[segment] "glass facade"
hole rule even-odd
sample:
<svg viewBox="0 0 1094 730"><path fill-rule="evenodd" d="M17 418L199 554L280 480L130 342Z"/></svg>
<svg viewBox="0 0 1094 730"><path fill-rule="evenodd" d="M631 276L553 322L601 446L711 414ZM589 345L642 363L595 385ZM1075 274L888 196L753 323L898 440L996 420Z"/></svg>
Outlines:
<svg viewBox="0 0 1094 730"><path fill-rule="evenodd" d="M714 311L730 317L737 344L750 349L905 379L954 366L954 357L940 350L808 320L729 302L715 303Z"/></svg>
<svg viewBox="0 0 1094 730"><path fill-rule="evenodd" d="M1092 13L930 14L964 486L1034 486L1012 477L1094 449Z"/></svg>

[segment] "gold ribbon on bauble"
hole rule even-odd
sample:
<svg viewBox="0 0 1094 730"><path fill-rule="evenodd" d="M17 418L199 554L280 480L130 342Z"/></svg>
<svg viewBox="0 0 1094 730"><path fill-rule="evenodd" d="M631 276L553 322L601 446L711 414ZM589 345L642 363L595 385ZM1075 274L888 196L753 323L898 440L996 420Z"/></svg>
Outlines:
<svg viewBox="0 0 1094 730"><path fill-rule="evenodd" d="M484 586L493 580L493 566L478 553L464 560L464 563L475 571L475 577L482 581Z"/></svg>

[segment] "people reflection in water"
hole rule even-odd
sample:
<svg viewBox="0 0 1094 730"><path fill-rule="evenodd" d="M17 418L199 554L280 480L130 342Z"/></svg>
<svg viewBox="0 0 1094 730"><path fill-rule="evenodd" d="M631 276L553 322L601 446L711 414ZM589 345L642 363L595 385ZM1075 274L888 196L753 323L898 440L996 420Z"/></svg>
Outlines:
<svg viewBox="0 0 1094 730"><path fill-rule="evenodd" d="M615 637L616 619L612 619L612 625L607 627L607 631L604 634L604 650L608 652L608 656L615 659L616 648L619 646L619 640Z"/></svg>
....
- [Your goal] Please render every entry above as a two-column CSV with the headers entry_text and answer, one row per entry, with each value in a single quoted field and any line breaks replaced by spaces.

- [Output of the task]
entry_text,answer
"[segment] ""glass facade"" hole rule even-odd sample: <svg viewBox=""0 0 1094 730""><path fill-rule=""evenodd"" d=""M17 418L199 554L280 480L130 342Z""/></svg> <svg viewBox=""0 0 1094 730""><path fill-rule=""evenodd"" d=""M631 276L553 322L601 446L711 414ZM589 345L642 363L595 385ZM1075 274L888 196L753 323L898 440L996 420Z""/></svg> Outlines:","<svg viewBox=""0 0 1094 730""><path fill-rule=""evenodd"" d=""M714 311L730 317L737 344L750 349L905 379L954 366L954 357L940 350L808 320L729 302L715 303Z""/></svg> <svg viewBox=""0 0 1094 730""><path fill-rule=""evenodd"" d=""M1092 13L930 14L964 486L1034 486L1012 477L1094 449Z""/></svg>"
"[segment] ""gold ribbon on bauble"" hole rule even-odd sample: <svg viewBox=""0 0 1094 730""><path fill-rule=""evenodd"" d=""M17 418L199 554L280 480L130 342Z""/></svg> <svg viewBox=""0 0 1094 730""><path fill-rule=""evenodd"" d=""M631 276L553 322L601 446L711 414ZM589 345L642 363L595 385ZM1075 274L888 196L753 323L898 440L996 420Z""/></svg> Outlines:","<svg viewBox=""0 0 1094 730""><path fill-rule=""evenodd"" d=""M484 586L493 580L493 566L478 553L464 560L464 563L475 571L475 577L482 581Z""/></svg>"
"[segment] ""people reflection in water"" hole rule even-odd sample: <svg viewBox=""0 0 1094 730""><path fill-rule=""evenodd"" d=""M17 418L199 554L280 480L130 342Z""/></svg> <svg viewBox=""0 0 1094 730""><path fill-rule=""evenodd"" d=""M631 276L553 322L601 446L711 414ZM589 345L642 363L595 385ZM1075 274L888 196L753 323L898 440L996 420Z""/></svg> Outlines:","<svg viewBox=""0 0 1094 730""><path fill-rule=""evenodd"" d=""M615 637L616 619L612 619L612 625L607 627L607 631L604 634L604 650L608 652L608 656L615 659L616 648L619 646L619 640Z""/></svg>"